**Assignment**
Return, word for word, the lines running from the one that contains "of the coat" to the final line of the listing below.
Content starts
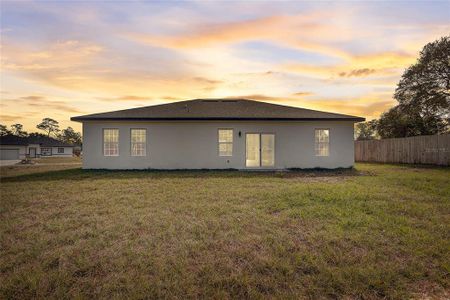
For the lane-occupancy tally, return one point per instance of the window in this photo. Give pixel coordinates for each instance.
(46, 151)
(322, 142)
(225, 142)
(138, 142)
(111, 142)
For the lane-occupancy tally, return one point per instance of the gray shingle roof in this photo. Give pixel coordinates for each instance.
(42, 140)
(218, 109)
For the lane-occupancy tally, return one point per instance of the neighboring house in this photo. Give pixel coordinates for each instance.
(217, 134)
(15, 147)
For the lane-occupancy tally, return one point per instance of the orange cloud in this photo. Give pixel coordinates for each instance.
(40, 102)
(297, 31)
(377, 64)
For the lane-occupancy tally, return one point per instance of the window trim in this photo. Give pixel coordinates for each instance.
(118, 142)
(131, 142)
(315, 143)
(51, 151)
(219, 142)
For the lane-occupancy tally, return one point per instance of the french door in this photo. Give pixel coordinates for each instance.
(260, 150)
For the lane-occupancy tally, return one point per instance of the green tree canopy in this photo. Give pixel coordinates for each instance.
(70, 136)
(49, 126)
(423, 94)
(17, 129)
(4, 130)
(366, 130)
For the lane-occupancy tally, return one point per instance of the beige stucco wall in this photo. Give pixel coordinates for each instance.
(193, 145)
(22, 149)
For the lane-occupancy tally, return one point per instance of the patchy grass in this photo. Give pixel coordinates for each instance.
(378, 232)
(42, 165)
(58, 160)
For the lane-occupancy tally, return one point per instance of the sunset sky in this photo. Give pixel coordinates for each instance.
(71, 58)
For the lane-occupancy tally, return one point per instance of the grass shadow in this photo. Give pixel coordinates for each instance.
(78, 174)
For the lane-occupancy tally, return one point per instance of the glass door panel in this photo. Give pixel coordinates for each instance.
(252, 150)
(267, 150)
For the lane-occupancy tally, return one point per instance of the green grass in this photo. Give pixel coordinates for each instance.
(380, 231)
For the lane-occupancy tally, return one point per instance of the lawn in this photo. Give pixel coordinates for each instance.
(379, 231)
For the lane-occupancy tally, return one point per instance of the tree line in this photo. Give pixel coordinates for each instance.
(423, 96)
(51, 129)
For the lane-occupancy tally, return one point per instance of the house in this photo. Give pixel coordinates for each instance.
(217, 134)
(15, 147)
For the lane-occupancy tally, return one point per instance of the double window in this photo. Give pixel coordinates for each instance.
(225, 140)
(111, 142)
(322, 142)
(138, 142)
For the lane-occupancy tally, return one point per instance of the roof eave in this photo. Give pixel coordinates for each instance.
(82, 119)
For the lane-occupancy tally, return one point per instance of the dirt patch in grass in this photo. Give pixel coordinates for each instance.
(70, 233)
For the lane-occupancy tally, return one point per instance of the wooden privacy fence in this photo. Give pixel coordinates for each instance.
(425, 149)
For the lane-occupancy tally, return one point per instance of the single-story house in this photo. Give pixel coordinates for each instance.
(217, 134)
(15, 147)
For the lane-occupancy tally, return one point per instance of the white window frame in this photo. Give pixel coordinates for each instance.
(318, 144)
(144, 144)
(45, 152)
(219, 142)
(104, 143)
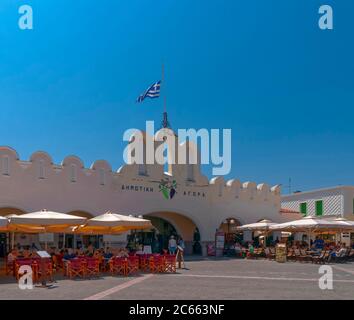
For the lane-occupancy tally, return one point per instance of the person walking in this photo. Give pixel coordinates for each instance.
(172, 245)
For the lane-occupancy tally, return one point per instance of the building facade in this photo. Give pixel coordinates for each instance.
(183, 197)
(328, 202)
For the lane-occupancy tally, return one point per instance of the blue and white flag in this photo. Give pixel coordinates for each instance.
(152, 92)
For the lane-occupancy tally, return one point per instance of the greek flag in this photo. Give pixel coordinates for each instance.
(152, 92)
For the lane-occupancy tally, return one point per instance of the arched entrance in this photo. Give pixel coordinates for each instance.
(78, 240)
(167, 224)
(228, 227)
(4, 237)
(6, 211)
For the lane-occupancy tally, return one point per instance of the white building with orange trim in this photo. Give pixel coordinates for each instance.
(70, 187)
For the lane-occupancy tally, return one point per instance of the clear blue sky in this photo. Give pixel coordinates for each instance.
(262, 68)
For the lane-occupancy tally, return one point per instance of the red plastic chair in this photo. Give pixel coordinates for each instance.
(157, 264)
(133, 265)
(118, 266)
(76, 268)
(92, 267)
(42, 268)
(19, 263)
(170, 263)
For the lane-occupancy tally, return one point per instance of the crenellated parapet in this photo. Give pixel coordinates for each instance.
(72, 172)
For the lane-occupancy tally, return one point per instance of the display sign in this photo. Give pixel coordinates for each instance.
(46, 237)
(147, 250)
(220, 240)
(280, 253)
(43, 254)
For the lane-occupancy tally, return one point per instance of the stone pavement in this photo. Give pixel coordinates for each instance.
(205, 279)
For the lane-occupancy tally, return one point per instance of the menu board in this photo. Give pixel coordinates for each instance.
(220, 240)
(46, 237)
(280, 252)
(43, 254)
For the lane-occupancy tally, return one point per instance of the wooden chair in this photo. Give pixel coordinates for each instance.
(269, 254)
(298, 256)
(19, 263)
(76, 268)
(320, 258)
(290, 255)
(351, 255)
(9, 267)
(143, 262)
(305, 257)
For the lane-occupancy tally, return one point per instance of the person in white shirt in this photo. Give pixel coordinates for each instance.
(172, 245)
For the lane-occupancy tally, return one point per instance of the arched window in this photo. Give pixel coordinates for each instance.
(73, 173)
(220, 190)
(41, 169)
(190, 172)
(102, 177)
(142, 170)
(5, 166)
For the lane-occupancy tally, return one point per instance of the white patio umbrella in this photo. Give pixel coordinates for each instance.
(112, 223)
(311, 224)
(44, 221)
(3, 223)
(263, 225)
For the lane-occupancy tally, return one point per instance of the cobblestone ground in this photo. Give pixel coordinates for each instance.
(204, 279)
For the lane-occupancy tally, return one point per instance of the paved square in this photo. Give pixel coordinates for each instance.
(205, 279)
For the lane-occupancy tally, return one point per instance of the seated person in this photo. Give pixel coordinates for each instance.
(318, 243)
(108, 254)
(11, 257)
(69, 254)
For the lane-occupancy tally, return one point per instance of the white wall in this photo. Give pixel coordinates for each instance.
(206, 203)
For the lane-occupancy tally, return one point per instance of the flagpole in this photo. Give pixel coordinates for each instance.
(163, 83)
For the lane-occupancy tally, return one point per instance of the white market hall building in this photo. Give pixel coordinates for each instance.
(199, 205)
(332, 202)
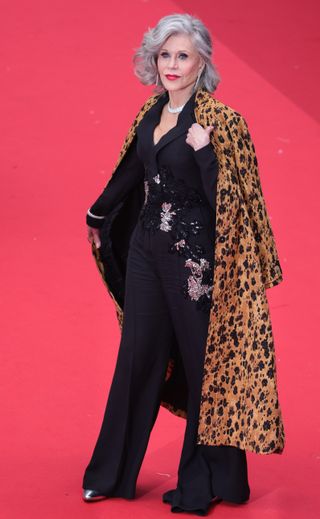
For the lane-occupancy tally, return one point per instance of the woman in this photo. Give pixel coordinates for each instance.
(166, 262)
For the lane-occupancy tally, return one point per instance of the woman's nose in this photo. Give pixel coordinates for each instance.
(173, 62)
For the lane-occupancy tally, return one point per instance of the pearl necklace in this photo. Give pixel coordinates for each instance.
(175, 110)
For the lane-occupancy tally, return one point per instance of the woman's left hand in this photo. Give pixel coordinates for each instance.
(198, 137)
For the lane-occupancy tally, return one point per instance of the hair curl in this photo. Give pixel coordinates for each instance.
(145, 57)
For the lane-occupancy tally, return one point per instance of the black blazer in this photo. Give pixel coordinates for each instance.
(199, 169)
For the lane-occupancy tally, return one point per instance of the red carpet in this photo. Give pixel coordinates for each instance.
(65, 68)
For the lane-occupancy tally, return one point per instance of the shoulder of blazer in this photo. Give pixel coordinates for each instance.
(208, 110)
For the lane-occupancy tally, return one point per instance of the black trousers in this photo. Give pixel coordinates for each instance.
(154, 310)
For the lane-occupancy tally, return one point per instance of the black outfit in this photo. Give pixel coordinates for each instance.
(168, 291)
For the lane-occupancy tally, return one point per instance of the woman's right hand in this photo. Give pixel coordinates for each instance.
(94, 236)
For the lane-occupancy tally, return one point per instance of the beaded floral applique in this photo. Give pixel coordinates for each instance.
(166, 206)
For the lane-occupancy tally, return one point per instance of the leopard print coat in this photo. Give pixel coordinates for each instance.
(239, 403)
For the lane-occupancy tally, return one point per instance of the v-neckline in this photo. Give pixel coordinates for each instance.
(163, 135)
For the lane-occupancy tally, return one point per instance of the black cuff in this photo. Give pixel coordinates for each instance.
(205, 151)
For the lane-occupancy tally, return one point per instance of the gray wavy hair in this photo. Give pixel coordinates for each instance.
(145, 57)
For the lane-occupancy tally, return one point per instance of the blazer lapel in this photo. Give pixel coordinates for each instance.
(184, 122)
(185, 119)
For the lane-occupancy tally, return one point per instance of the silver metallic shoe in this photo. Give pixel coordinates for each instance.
(92, 495)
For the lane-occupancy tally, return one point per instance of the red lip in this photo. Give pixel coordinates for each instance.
(171, 77)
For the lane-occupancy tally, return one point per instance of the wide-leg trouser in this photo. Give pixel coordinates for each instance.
(154, 310)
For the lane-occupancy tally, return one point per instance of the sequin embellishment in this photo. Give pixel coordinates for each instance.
(167, 208)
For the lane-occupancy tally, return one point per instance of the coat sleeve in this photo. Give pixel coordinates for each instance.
(251, 191)
(125, 177)
(209, 167)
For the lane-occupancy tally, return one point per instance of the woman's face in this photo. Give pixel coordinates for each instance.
(178, 63)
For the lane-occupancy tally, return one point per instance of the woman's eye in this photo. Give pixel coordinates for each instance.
(165, 55)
Content ends
**Response**
For the lane-occupancy tally, return one point per instance of the coat sleeve in this photo. Give pixel coordinates for each instance.
(251, 191)
(125, 177)
(209, 167)
For the lane-occupancy tally, return one point per instance of the woman's face in this photo. Give pixel coordinates for each instance.
(178, 63)
For the lane-occupancy tally, return one point per instance of the woman's eye in this photo. Give pixel coordinates for each instance.
(165, 55)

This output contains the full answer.